>>
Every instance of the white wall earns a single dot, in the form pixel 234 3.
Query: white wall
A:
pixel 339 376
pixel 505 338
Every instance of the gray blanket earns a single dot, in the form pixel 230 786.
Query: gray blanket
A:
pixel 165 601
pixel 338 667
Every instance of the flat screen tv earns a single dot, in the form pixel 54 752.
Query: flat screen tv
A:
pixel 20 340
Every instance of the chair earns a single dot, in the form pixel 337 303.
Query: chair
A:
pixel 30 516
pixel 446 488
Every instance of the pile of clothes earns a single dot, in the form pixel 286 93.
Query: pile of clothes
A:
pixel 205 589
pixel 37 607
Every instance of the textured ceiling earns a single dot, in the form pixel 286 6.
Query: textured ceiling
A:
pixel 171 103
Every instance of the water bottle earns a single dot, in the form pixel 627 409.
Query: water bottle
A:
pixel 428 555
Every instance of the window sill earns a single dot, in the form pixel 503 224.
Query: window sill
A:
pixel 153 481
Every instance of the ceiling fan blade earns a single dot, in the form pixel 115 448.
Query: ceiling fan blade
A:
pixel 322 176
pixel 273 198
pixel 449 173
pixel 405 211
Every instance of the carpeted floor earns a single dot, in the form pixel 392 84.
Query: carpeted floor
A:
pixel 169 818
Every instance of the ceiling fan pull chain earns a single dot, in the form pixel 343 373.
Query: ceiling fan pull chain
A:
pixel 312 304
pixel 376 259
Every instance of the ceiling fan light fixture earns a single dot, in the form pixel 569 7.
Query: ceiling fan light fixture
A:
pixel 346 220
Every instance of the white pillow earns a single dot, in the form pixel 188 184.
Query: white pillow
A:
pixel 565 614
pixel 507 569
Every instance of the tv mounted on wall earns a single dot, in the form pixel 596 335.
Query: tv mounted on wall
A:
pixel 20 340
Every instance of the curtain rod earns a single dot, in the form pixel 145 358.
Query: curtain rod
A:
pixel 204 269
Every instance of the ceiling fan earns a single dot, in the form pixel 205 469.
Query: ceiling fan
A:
<<
§ **Given task**:
Write out every entry again, keeping each line exactly the same.

§ **Exercise solution**:
Every instance of the white wall earns a single dot, in the form pixel 234 3.
Query: white wall
A:
pixel 339 376
pixel 505 338
Every instance of the gray blanket earns a single dot, in the form pixel 230 786.
Query: gray blanket
A:
pixel 165 601
pixel 338 667
Every instance of the flat screen tv earns a single dot, in the form pixel 54 752.
Query: flat screen tv
A:
pixel 20 340
Every instance of the chair earns a single dot, in the form pixel 337 303.
Query: chair
A:
pixel 30 516
pixel 446 488
Every instance of the pile of clothes earns a single dot, in the form pixel 286 93.
Query: pile of clothes
A:
pixel 205 589
pixel 37 607
Every instance of the textured ceiling earns a single dot, in the form pixel 286 6.
Query: textured ceiling
A:
pixel 171 103
Every instance of the water bottle earns a single dot, in the form pixel 627 409.
Query: water bottle
A:
pixel 428 555
Every instance of the window sill earns a single dot, in the form pixel 503 224.
Query: window sill
A:
pixel 153 481
Every instance of the ceiling fan blade earns a single dot, in the form pixel 115 448.
Query: ceiling fan blade
A:
pixel 322 176
pixel 273 198
pixel 449 173
pixel 405 211
Every instance of the carpeted floor earns a single dot, in the form pixel 392 84.
Query: carpeted floor
A:
pixel 169 818
Every instance of the ceiling fan pull chain earns a single dot, in the form pixel 343 373.
Query: ceiling fan pull chain
A:
pixel 312 304
pixel 376 259
Every instance of the ceiling fan light fixture earns a single dot, in the form pixel 569 7.
Query: ceiling fan light fixture
A:
pixel 346 220
Every instance of the white pillow earns a single dot, in the form pixel 188 184.
Query: white pillow
A:
pixel 565 614
pixel 507 569
Every instance of the tv mounted on wall earns a single dot, in the form pixel 596 335.
Query: tv mounted on wall
A:
pixel 20 340
Every instance of the curtain rod earns a single dot, in the form pixel 145 358.
Query: curtain rod
A:
pixel 204 269
Every instance of the ceiling fan earns a single dot, in the form pixel 205 469.
Query: ceiling fan
A:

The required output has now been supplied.